═══ MATERIAL FOR THIS EXERCISE
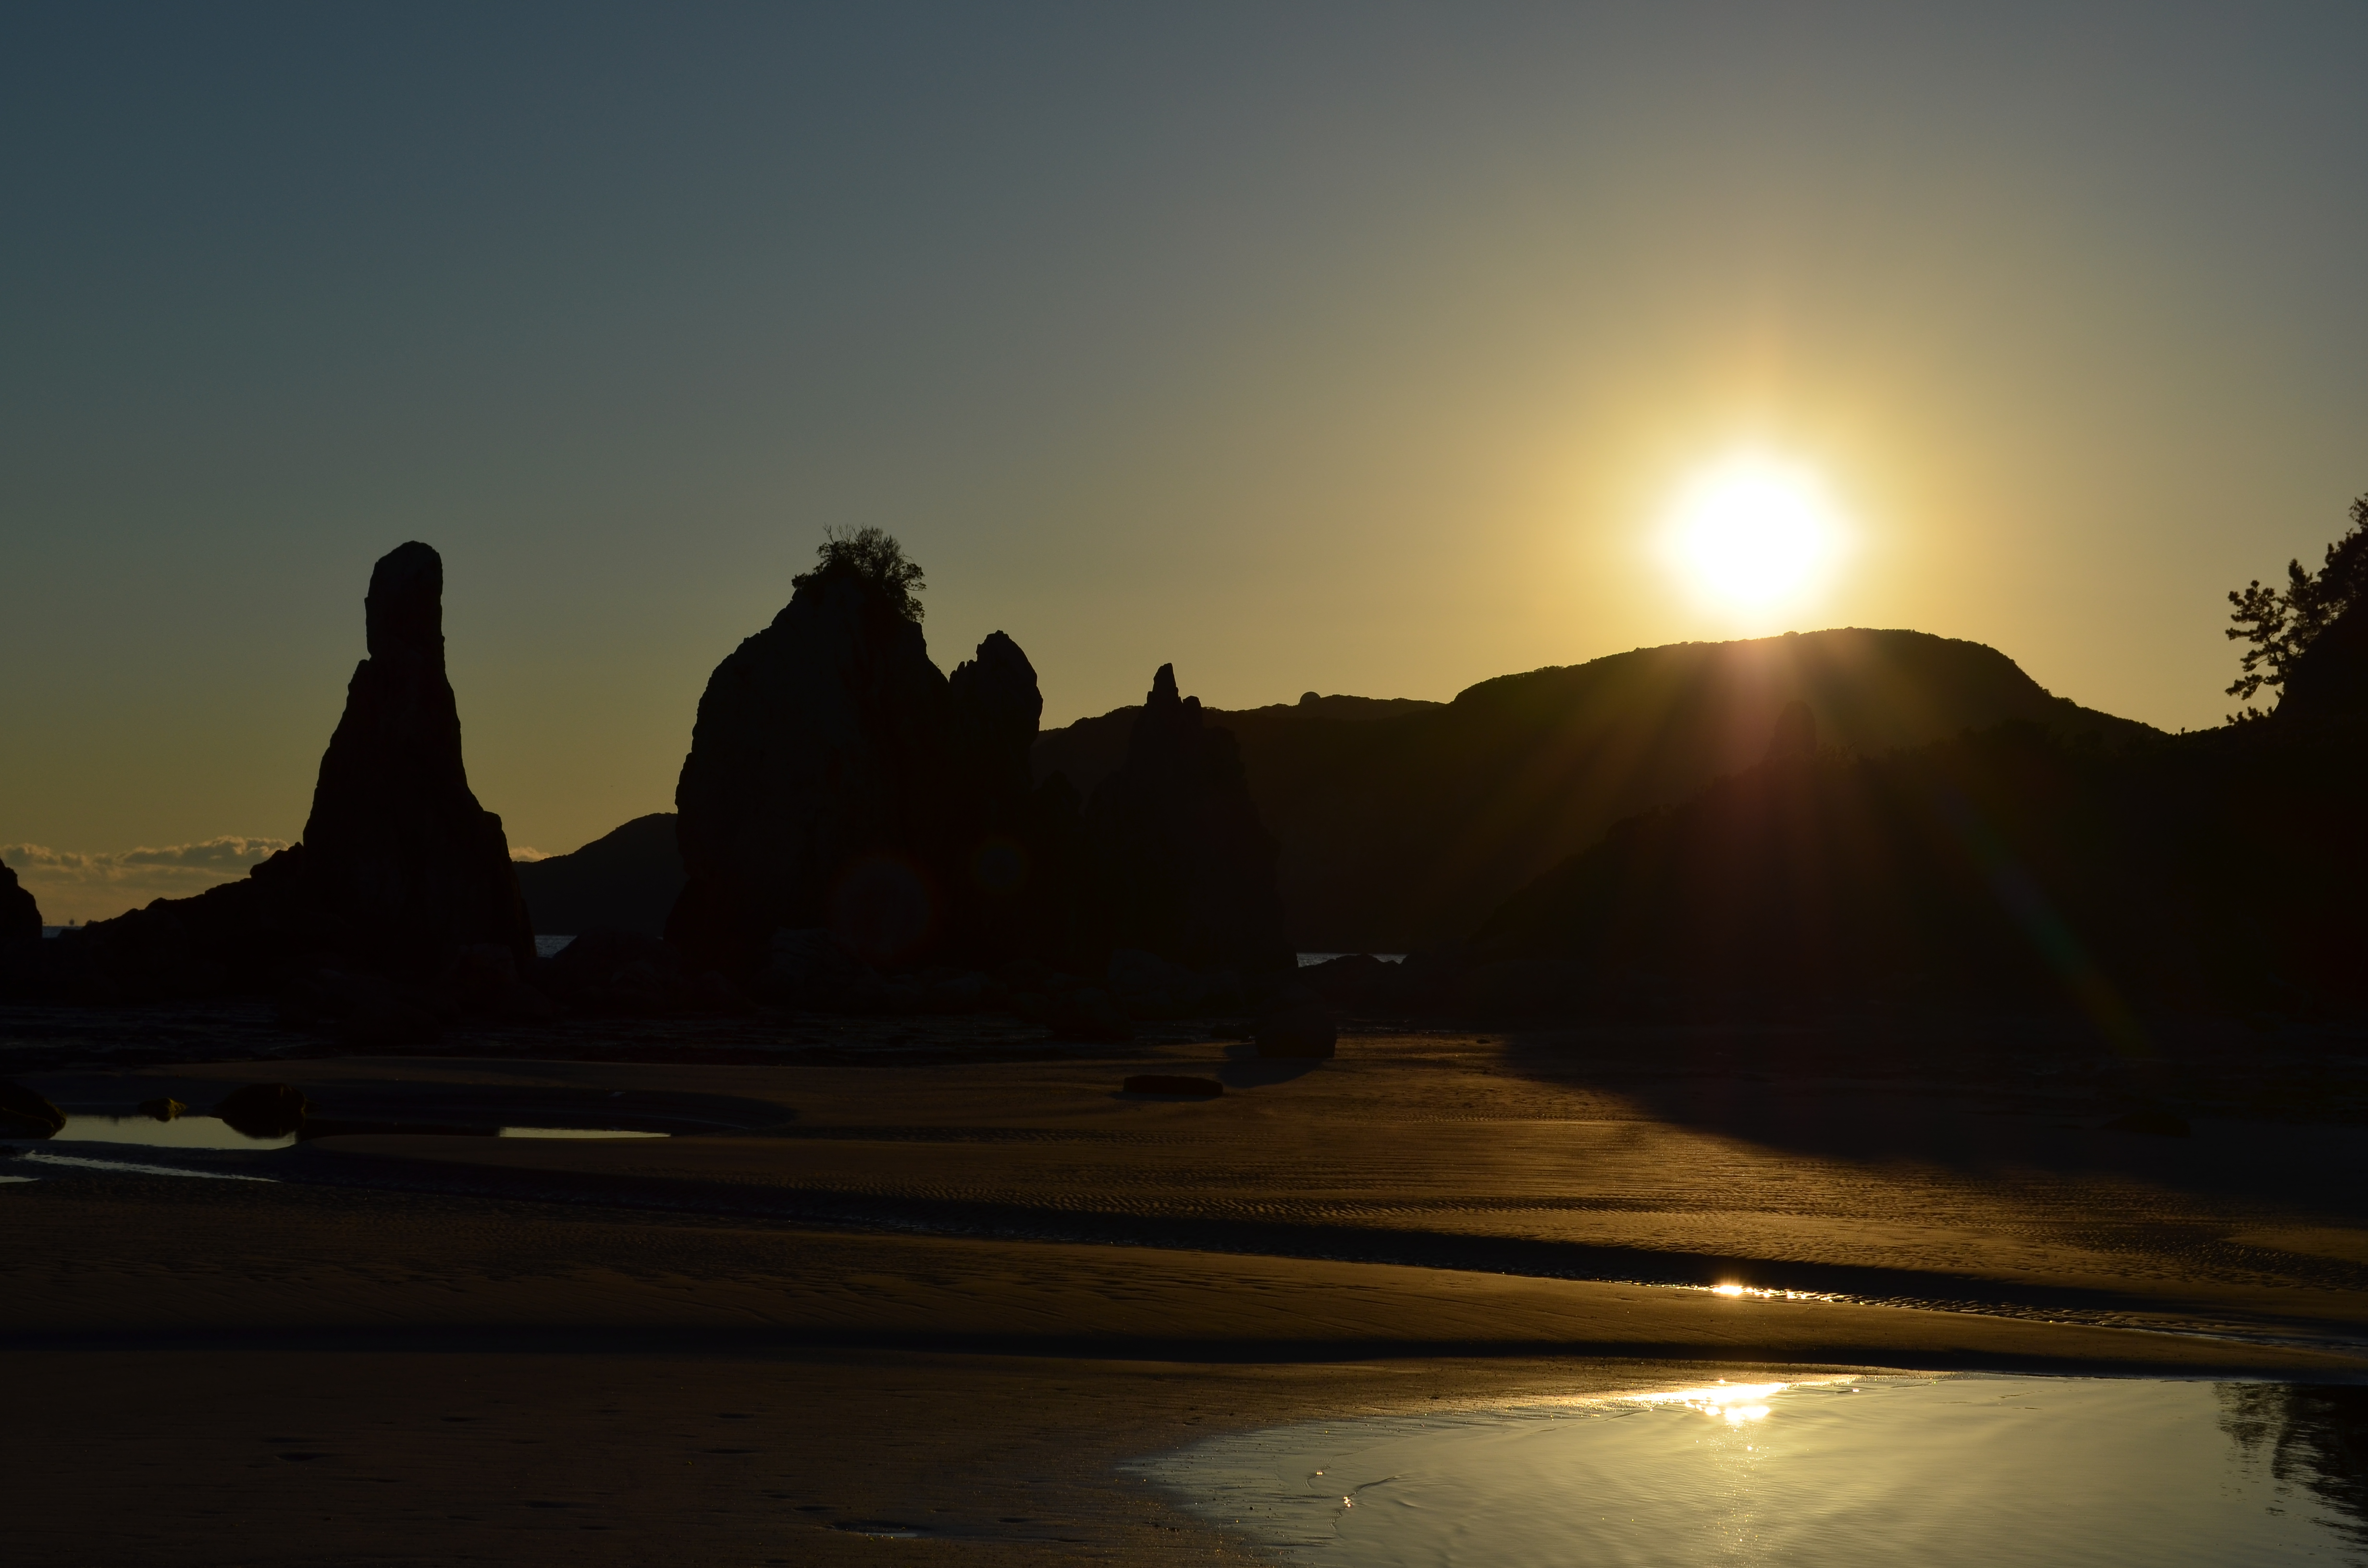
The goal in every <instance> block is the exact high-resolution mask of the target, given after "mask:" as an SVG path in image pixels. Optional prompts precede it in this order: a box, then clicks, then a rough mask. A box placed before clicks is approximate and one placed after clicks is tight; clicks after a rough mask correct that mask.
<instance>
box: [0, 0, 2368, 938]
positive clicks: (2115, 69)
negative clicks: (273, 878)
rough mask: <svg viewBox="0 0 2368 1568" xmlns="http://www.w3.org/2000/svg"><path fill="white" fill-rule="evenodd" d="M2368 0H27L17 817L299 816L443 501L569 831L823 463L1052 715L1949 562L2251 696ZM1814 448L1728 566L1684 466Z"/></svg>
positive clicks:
══════
> EXERCISE DESCRIPTION:
Reproduce every record above word for word. Leave the pictures out.

> ANSWER TO THIS EXERCISE:
The goal in every <instance> block is the exact high-resolution mask of the target, given after "mask:" as an SVG path in image pixels. Optional prompts precede it in this order: a box, then clicks, then a rough mask. A box placed before clicks is approximate and one placed after clicks is tight; clicks after a rough mask correct that mask.
<instance>
box: [0, 0, 2368, 938]
positive clicks: (2115, 69)
negative clicks: (273, 878)
rough mask: <svg viewBox="0 0 2368 1568" xmlns="http://www.w3.org/2000/svg"><path fill="white" fill-rule="evenodd" d="M2368 0H27L17 817L299 816L443 501L569 831L823 463L1052 715L1949 562L2251 696ZM1814 448L1728 566L1684 466Z"/></svg>
positive clicks:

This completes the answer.